___ Supplied information

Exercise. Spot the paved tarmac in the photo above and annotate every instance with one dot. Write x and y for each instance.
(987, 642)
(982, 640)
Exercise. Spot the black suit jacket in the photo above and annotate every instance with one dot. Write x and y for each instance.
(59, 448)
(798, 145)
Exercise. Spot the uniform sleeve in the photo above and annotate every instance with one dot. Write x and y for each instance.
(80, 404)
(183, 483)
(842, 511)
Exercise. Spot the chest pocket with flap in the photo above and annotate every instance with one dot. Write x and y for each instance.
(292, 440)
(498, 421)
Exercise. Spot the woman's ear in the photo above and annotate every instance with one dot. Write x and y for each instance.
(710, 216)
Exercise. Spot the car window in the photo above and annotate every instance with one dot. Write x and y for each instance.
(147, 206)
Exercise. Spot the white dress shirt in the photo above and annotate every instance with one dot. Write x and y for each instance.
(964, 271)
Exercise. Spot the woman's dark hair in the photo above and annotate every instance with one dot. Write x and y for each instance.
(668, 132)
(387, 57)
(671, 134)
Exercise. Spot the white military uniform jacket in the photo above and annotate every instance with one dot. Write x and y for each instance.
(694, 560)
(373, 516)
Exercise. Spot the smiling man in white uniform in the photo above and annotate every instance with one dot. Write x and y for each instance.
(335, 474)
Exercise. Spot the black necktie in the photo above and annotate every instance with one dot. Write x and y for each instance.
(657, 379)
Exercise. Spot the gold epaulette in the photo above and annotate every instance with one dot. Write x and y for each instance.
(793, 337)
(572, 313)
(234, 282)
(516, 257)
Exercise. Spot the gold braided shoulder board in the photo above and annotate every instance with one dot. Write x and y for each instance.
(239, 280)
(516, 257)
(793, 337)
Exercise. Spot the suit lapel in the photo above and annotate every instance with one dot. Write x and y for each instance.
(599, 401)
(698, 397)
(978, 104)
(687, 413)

______

**Task instructions:** The required output is every line from the one with "Exercise. Spot the gold braided" to the final line of the entries, repeated exactly and with nothing else.

**Written solution:**
Exercise. Spot the gold braided shoulder board in the photo above and annotate every instance with one dot. Write x and y for each instance.
(239, 280)
(516, 257)
(793, 337)
Exercise. Spot the suit lapel in the photo above and annotate every instance with one dot. Write x and y for each instance.
(599, 401)
(698, 397)
(978, 104)
(687, 413)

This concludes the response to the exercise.